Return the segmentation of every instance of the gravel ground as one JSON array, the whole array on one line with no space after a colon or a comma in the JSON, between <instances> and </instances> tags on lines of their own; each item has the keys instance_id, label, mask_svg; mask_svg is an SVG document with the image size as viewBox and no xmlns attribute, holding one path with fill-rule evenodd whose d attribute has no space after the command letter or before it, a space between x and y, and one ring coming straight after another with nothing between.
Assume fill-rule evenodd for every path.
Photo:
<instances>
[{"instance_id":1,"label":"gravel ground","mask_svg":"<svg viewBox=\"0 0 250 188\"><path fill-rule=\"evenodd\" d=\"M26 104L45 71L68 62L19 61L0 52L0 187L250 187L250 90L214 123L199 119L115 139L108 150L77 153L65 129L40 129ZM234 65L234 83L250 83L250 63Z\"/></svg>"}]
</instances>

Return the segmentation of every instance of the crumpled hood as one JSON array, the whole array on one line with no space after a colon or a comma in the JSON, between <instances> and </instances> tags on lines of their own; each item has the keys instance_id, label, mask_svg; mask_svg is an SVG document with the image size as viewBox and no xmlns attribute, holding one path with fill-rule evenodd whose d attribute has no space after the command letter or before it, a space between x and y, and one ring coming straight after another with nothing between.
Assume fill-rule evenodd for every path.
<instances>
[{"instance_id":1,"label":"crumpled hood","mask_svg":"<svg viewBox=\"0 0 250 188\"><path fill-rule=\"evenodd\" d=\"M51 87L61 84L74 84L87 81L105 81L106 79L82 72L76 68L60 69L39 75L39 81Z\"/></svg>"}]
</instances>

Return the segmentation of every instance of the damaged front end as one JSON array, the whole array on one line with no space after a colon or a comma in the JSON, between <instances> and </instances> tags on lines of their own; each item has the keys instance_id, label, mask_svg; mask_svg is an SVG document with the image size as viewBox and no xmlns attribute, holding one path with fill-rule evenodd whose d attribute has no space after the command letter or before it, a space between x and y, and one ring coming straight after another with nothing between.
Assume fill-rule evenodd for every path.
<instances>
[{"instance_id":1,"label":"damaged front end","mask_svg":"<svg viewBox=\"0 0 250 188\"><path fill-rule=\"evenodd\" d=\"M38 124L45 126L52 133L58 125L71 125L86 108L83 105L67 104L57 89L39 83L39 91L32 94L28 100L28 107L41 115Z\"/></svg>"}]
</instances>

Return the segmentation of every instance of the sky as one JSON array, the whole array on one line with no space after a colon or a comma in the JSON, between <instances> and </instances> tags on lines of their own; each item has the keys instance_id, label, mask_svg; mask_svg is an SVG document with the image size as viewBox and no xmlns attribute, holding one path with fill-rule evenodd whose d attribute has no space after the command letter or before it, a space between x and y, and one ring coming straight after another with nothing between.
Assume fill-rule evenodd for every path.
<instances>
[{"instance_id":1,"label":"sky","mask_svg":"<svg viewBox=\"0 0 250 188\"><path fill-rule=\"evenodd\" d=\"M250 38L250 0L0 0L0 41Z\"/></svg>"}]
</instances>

▬▬▬▬▬▬▬▬▬▬

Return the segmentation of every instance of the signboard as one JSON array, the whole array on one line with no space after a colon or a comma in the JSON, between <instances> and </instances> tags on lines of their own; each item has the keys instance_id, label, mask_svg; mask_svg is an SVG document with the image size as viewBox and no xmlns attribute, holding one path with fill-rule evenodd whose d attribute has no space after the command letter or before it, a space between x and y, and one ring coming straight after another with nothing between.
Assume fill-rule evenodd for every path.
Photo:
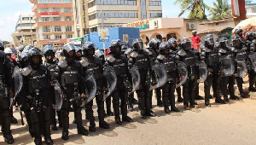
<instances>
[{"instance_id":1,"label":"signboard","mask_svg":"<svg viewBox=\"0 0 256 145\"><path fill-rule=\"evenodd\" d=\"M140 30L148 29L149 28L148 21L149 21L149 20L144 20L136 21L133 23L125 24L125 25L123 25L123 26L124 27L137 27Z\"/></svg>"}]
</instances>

▬▬▬▬▬▬▬▬▬▬

*Exercise brief*.
Show each line of the entries above that contains the word "crumpled". Case counts.

*Reply*.
Return the segmentation of every instance of the crumpled hood as one JSON array, the whole array on one line with no space after a colon or a comma in the JSON, between <instances> and </instances> tags on lines of their own; each item has the keys instance_id, label, mask_svg; mask_svg is an SVG document with the image size as viewBox and no xmlns attribute, holding one path with fill-rule evenodd whose d attribute has no space after the command letter or before it, a space between x and y, and one ring coming straight after another with nothing between.
[{"instance_id":1,"label":"crumpled hood","mask_svg":"<svg viewBox=\"0 0 250 188\"><path fill-rule=\"evenodd\" d=\"M51 87L61 84L74 84L87 81L105 81L106 79L82 72L76 68L60 69L39 75L39 81Z\"/></svg>"}]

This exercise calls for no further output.